Lift out each line of the data that holds "surface".

Region pointing data:
--- START ---

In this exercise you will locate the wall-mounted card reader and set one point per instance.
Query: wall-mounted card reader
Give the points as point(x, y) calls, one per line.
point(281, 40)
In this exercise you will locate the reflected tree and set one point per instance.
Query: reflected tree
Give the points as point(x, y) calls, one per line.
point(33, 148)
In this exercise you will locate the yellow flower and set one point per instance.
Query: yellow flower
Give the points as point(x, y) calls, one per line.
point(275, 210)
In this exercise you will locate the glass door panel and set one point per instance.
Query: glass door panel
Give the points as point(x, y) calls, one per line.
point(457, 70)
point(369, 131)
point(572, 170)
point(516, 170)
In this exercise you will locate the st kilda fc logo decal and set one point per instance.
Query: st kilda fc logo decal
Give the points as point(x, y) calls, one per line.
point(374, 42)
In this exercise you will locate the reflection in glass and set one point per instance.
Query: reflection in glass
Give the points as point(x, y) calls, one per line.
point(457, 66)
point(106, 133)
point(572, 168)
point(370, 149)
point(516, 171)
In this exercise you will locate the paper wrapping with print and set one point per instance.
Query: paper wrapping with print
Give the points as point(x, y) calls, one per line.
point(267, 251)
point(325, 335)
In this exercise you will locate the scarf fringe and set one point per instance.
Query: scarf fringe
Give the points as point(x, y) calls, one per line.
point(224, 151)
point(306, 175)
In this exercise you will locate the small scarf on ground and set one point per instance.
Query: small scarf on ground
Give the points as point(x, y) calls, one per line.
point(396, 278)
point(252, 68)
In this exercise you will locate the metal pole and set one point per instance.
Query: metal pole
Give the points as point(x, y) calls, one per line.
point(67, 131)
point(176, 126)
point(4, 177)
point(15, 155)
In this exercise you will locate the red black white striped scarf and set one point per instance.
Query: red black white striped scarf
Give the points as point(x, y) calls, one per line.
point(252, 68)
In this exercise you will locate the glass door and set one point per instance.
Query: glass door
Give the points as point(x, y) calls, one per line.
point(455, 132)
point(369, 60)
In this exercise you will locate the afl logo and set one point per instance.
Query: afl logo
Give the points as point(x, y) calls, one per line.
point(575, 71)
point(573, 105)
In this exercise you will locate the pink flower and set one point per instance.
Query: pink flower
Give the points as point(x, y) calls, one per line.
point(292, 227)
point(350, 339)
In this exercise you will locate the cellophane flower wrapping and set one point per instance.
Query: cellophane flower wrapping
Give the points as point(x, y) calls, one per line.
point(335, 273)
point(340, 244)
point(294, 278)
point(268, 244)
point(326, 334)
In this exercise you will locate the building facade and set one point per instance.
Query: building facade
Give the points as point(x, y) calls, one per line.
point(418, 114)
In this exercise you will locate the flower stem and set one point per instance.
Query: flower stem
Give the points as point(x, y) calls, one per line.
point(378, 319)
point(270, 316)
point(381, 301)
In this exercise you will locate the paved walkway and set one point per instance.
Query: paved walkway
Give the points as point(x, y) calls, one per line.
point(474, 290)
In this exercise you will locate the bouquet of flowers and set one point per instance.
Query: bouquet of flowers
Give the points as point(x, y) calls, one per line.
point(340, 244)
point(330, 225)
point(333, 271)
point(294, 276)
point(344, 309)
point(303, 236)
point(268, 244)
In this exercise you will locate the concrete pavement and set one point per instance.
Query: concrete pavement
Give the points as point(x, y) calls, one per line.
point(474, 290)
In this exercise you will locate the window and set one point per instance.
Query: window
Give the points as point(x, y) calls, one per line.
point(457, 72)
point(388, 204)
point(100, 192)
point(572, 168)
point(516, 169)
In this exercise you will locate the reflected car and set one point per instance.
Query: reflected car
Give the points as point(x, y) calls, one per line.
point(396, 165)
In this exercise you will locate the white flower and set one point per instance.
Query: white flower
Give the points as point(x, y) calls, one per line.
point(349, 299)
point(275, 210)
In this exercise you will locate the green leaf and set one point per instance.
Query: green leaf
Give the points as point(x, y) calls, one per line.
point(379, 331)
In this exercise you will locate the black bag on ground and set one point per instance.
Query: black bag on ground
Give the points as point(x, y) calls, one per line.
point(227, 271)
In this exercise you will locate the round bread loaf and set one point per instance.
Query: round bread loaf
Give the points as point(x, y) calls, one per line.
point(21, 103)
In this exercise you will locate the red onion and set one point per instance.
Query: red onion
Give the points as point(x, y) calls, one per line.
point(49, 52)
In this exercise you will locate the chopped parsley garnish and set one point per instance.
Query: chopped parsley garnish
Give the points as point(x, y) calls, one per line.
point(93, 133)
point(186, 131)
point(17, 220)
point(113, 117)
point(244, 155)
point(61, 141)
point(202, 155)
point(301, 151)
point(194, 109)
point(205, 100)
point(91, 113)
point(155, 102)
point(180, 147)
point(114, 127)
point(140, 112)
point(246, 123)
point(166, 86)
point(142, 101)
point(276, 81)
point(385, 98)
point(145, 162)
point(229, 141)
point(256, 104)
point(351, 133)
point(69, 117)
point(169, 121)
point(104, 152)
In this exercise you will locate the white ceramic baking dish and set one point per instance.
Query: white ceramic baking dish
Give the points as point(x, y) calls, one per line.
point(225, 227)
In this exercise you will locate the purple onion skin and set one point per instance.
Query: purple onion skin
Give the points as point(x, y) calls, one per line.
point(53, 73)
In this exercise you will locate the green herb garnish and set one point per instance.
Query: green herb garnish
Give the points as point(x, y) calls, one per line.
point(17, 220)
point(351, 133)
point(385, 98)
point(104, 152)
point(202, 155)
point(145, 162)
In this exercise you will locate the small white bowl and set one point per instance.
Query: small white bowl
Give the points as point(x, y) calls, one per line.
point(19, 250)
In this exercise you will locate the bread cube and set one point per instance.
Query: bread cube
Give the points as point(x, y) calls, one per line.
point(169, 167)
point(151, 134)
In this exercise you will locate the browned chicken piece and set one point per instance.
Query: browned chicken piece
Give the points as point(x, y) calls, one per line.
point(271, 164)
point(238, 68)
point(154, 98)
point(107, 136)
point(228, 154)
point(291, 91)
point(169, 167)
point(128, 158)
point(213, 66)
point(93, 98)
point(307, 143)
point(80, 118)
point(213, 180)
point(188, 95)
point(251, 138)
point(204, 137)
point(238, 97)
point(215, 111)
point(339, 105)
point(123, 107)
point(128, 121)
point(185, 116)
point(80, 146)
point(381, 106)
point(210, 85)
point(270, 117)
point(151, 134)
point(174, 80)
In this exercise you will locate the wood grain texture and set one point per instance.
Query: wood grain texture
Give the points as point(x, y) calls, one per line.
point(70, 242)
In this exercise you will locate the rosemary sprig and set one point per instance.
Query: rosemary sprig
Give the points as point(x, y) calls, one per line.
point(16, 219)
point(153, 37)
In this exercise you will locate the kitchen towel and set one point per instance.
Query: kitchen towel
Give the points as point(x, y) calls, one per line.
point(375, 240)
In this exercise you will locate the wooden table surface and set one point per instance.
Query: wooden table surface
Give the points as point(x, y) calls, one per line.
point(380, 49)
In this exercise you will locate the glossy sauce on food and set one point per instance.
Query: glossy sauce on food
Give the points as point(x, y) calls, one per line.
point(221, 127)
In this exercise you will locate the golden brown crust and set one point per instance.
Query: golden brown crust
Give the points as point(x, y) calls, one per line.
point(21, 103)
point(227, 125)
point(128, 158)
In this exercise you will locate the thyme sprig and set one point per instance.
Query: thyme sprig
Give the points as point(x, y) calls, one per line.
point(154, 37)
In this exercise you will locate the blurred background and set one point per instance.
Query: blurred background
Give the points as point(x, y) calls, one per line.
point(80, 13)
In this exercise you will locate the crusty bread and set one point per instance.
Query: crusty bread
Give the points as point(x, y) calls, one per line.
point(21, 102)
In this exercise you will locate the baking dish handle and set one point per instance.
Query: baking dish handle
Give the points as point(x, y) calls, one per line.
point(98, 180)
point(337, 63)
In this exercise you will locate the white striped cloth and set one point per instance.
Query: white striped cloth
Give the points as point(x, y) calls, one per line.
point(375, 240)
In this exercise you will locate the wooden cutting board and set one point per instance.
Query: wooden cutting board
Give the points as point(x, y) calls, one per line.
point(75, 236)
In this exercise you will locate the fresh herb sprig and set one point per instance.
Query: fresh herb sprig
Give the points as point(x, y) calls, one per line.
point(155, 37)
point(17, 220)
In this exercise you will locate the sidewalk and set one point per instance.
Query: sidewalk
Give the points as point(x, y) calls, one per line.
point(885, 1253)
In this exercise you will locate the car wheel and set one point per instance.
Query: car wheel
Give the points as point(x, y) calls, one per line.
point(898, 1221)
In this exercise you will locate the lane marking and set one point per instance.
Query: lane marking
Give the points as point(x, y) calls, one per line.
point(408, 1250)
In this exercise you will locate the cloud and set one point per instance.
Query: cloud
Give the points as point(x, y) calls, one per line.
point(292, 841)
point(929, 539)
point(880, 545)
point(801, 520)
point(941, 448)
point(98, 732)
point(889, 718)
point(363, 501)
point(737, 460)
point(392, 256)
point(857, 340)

--- END ---

Result —
In this exercise you will locate the wooden table surface and set one point per instance.
Query: wooden table surface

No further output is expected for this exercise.